#### What the task asks:
Could you copy out the whole listing below word for word, leaving out any pictures?

#### Supplied material:

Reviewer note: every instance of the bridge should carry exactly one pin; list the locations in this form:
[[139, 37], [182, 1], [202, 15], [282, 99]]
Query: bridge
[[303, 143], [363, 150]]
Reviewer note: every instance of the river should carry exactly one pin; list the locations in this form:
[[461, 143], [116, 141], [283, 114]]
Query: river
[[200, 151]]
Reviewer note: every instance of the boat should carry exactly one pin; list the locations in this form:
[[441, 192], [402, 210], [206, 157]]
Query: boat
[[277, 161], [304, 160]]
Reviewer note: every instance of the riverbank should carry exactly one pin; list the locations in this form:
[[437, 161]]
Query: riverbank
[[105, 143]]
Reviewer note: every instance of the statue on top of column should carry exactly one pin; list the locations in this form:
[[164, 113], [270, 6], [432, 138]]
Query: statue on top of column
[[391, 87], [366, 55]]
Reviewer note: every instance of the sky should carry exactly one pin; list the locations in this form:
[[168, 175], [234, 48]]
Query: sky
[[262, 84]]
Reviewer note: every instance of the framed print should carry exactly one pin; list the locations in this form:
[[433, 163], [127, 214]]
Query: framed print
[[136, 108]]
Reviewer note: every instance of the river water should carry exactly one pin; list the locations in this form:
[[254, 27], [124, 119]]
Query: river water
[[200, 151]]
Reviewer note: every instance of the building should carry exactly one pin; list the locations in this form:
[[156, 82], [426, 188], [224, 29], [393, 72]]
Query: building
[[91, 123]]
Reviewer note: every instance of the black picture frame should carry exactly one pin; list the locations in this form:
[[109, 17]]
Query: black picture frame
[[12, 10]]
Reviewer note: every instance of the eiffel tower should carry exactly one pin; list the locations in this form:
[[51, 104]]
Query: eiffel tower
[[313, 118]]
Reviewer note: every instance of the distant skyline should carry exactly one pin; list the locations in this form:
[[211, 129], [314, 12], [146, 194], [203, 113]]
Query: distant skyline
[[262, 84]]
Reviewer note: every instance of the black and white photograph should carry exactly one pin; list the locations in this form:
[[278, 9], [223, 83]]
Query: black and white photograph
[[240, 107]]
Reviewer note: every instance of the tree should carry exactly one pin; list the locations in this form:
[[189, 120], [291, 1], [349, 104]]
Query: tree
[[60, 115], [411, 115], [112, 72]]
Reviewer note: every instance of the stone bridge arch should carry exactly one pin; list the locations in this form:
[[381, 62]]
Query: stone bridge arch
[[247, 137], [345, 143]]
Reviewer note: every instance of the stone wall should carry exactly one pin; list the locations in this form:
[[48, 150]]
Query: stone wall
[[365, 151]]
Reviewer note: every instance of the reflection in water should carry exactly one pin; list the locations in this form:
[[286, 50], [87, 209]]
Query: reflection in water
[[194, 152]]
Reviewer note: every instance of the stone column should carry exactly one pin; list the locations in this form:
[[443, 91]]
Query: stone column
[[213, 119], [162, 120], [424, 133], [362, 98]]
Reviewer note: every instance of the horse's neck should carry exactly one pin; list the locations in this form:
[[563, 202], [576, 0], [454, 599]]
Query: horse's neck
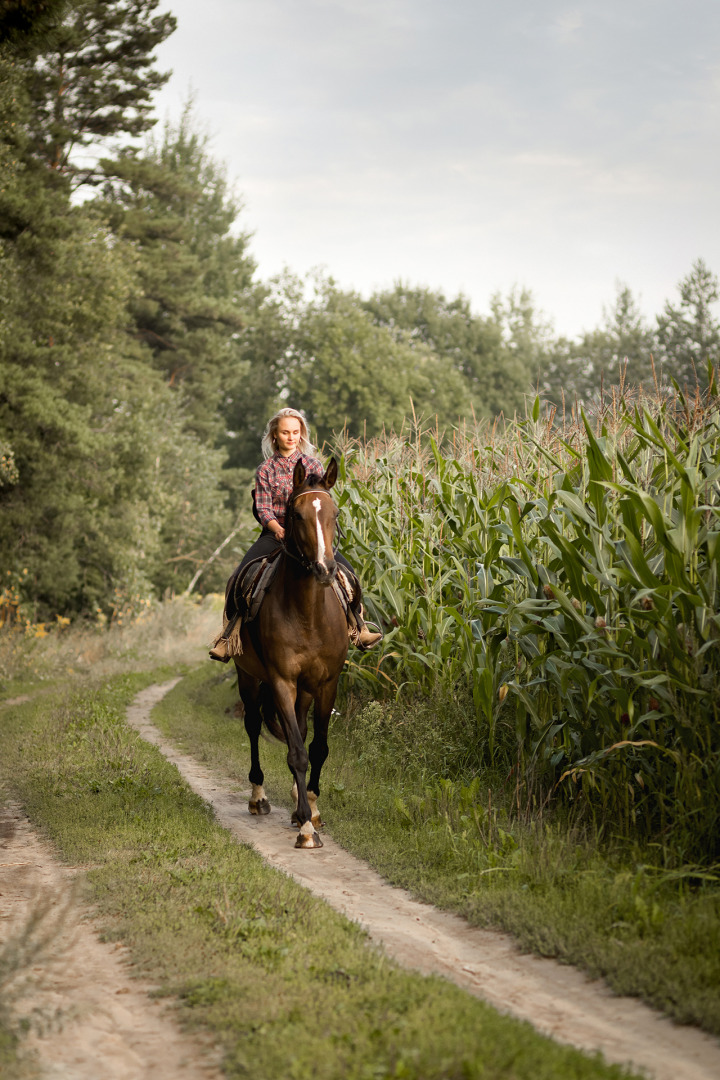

#### Task response:
Reviewer note: every instance of the bridge should carry exactly one pin; list the locations in this form:
[[139, 37], [182, 1], [202, 15], [282, 99]]
Query: bridge
[[303, 143], [363, 150]]
Reviewer note: every instance of the river should carry exactly one pin; list the locations in this form:
[[461, 143], [116, 141], [283, 114]]
Query: river
[[200, 151]]
Reviewer note: every instance of the boat should carry exactly one pin; list the locations in this form:
[[441, 192], [402, 210], [206, 157]]
Query: boat
[[277, 161], [304, 160]]
Reviewer note: every instance of the riverbank should carry exactly one pin; list the locations in this form:
[[437, 161]]
Query: riverbank
[[105, 143]]
Reviewer note: every instance of the statue on top of column should carry exactly one pin; list the locations in this form:
[[164, 113], [270, 6], [432, 138]]
Query: statue on top of column
[[391, 87], [366, 55]]
Reviewer note: every instance of the sky should carry exactly one pin; list the locations in this form:
[[168, 175], [234, 48]]
Query: sky
[[262, 84]]
Reviewer note: every instance of the framed print should carry exactly one pin; list the locations in this form:
[[433, 163], [127, 214]]
Query: framed print
[[136, 108]]
Reviewer note: every instance of the river water should carry exactly one pin; list the locations in this form:
[[254, 27], [124, 119]]
Query: river water
[[200, 151]]
Reviewer note: every instance of the building should carry exactly one pin; list the locations in this form:
[[156, 82], [426, 188], [224, 29], [393, 72]]
Query: building
[[91, 123]]
Reviewer note: every instance of the black picture frame should carry exactly one pin; list the locations in this form:
[[109, 17]]
Query: black picture frame
[[12, 10]]
Reviewer note: every instance of the eiffel tower should carry exactly one pin; list the locations in this form:
[[51, 104]]
Query: eiffel tower
[[313, 118]]
Reviewer note: every instance of the distant skyline should carry exactly one pin; list the locations in this form:
[[211, 129], [314, 12], [146, 194], [203, 113]]
Query: distant skyline
[[262, 84]]
Reviewer note: every instance of the black and white photograph should carry exactly one pin; list the locations in this form:
[[278, 9], [223, 83]]
Query: black and white photograph
[[240, 107]]
Reviewer note: every instance of the tree should carry exactly one pin; list the locations in this form:
[[189, 120], [291, 1], [349, 104]]
Query: tree
[[60, 115], [411, 115], [112, 72]]
Reviewer note: every instance of the stone bridge arch should carry exactly one pin; list the locations in this form:
[[381, 62]]
Query: stone bridge arch
[[247, 137], [345, 143]]
Reviewer note: every instance of the stone wall should carry exactly one pin; list the locations in this form:
[[48, 150]]
Query: stone wall
[[365, 151]]
Reviewer note: every instance of the reflection in water should carry exactly one pin; list the locations in this form:
[[286, 50], [87, 209]]
Query: reflection in water
[[194, 152]]
Reviewer note: every instance of the stone column should carry exactly one pin; list the locations in this form:
[[443, 91]]
Query: stone column
[[213, 119], [162, 120], [424, 133], [362, 98]]
Reviewer note: every instance of the horse's neck should carry exactly one pin; list the locations in this form:
[[563, 202], [576, 0], [454, 599]]
Query: horse's neck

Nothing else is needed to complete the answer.